Document excerpt:
Saturday, April 01, 2006

The Crazy Man

Just finished reading The Crazy Man by Pamela Porter. Fabulous!

Set in a small Canadian prairie town in 1965, it is the story of 11 year old Emaline. Unlike many young adult novels, this is neither a series of madcap adventures, nor a display of interminable self-pitying retrospection. Although the events in Emaline's twelfth year are unusual and original, never does it dip into contrivance or pretention.

The story begins in an intensely depressing manner. Emaline is a passenger on her father's tractor when she suddenly jumps off to save her beloved dog, Prince, from running beneath the blades of the discer they are towing. Fortunately, Prince is saved. Unfortunately, Emaline lands in front of the blades, and sustains serious injury to her leg. Her father is overwhelmed with guilt, and, once Emaline is safely recovering in hospital, he promptly shoots Prince and walks off the farm, leaving Emaline and her mother to figure out how to seed their fields when neither of them knows how to drive a tractor.

Emaline's mother decides her only option is to hire a patient from the "mental hospital" outside of town to do the farmwork. Hence the titled "crazy man".

Record excerpts:
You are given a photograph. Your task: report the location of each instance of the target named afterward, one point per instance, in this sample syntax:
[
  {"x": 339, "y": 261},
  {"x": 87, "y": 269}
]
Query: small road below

Exercise directions: List every character in the novel that the review of The Crazy Man above mentions, including any animals.

Exercise result:
- Emaline
- Emaline's father
- Emaline's mother
- Prince, Emaline's dog
- The patient from the "mental hospital" whom Emaline's mother hires to do the farmwork (the "crazy man")